• TEXTO FORNECIDO:
Isso é inevitável, embora varie de pessoa para pessoa. Por isso, muitas vezes não nos reconhecemos nas fotos antigas, naqueles sorrisos de uma malícia inocente ou no olhar sério que valida uma tomada de posição. Folheio meu álbum de viagens de trinta anos atrás e minhas lembranças me levam até lá, àqueles momentos que guardei para a posteridade – uma posteridade fugaz, diga-se.

Onde está o homem que sou hoje naquele rapaz de olhar impetuoso, franco e ligeiramente arrogante, que escrevia poemas e romances hoje tão distantes de mim? Não está mais em lugar algum, embora um seja fruto do outro, e eu admire profundamente aquele jovem que me olha como se esperasse ansiosamente esse encontro com o futuro.

• DADOS FORNECIDOS:
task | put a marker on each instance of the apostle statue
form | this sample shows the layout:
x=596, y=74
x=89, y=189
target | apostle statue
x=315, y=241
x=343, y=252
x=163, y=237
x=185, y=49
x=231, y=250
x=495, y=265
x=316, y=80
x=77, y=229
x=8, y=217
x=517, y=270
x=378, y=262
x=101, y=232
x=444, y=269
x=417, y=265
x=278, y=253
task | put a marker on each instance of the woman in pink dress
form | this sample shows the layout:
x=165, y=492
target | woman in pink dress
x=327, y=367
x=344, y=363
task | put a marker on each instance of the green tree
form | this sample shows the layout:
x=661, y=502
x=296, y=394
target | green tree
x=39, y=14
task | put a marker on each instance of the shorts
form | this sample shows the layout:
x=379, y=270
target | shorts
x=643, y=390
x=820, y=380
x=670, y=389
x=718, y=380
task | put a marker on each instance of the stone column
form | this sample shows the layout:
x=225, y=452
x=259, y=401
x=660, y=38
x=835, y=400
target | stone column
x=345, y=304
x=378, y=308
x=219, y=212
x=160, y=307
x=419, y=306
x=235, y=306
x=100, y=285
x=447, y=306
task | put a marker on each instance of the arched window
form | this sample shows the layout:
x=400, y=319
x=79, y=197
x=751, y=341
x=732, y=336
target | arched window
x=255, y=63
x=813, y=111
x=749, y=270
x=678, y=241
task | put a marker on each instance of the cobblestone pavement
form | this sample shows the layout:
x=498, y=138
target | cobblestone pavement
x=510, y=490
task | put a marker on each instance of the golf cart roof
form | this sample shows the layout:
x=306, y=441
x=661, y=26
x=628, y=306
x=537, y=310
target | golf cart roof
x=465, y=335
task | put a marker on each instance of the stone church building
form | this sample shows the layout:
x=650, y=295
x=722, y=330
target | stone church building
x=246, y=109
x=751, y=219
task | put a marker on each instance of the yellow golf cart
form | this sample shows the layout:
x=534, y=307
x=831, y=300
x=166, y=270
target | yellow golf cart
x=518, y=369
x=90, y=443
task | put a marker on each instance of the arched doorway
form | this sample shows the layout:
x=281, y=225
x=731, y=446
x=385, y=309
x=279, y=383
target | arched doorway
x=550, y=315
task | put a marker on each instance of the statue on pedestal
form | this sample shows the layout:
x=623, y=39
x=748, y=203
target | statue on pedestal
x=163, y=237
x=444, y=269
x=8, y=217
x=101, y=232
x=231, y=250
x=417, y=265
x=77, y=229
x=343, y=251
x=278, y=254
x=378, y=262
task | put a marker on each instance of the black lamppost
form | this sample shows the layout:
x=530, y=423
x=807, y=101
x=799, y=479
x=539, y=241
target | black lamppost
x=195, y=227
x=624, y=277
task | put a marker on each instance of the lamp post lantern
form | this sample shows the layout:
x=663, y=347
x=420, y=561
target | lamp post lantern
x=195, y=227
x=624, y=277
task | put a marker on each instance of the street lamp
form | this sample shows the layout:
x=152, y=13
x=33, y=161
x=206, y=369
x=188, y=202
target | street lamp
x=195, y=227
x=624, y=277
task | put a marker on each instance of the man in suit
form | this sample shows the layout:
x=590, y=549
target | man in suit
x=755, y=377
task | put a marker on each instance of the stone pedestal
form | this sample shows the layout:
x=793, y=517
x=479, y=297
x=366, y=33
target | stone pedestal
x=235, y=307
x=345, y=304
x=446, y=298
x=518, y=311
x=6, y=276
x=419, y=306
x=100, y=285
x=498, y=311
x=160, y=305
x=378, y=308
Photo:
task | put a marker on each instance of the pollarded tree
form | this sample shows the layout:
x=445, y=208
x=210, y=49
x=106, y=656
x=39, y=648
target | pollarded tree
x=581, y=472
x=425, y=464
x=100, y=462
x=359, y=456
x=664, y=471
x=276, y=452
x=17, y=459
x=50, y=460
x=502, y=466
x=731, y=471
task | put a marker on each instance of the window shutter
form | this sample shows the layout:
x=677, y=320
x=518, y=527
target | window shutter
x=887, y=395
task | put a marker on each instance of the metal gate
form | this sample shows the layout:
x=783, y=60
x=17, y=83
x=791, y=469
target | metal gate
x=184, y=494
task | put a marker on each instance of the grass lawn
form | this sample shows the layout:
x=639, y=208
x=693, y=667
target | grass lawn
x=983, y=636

• SUAS TAREFAS:
a) Liste os adjetivos que qualificam o olhar do rapaz na frase do texto sobre as fotos antigas que começa com "Onde está o homem". Inclua o advérbio que modifica um deles.
b) Dê sequência ao texto sobre as fotos antigas a partir da última frase apresentada.
O material não tem relação com o texto fornecido.

• RESPOSTAS DO EXERCÍCIO:
a) impetuoso; franco; ligeiramente arrogante

b)
Então me dou conta de que o tempo é mesmo uma matéria-prima aquosa, fluida, que se adapta progressivamente ao manuseio do destino. São nossas escolhas, mas principalmente o nosso embate contra o acaso, que nos transportam para o presente. Se não ficamos pelo caminho, tragados por um acidente ou devastados por uma doença, devemos isso a eles, assim como devemos as frustrações, perdas e pequenas vitórias que a vida nos oferece.

Sendo assim, o que restará de mim, desse eu que escreve este texto, daqui a vinte anos? Claro que somos basicamente um acúmulo de experiências que se acomodam em camadas sobrepostas, mas como esses questionamentos que faço agora soarão para o septuagenário que dividirá comigo a mesma carapaça?

Outro dia encontrei por acaso um poeminha escrito em 1991, durante uma viagem a Recife. Tinha então 21 anos e já ali demonstrava uma inevitável propensão à nostalgia, algo inusitado para alguém tão jovem. Talvez aqueles versos fossem um recado ao homem de 51 anos, fios brancos em profusão dominando o cabelo e a barba, que agora bebe um vinho no aconchego de sua casa.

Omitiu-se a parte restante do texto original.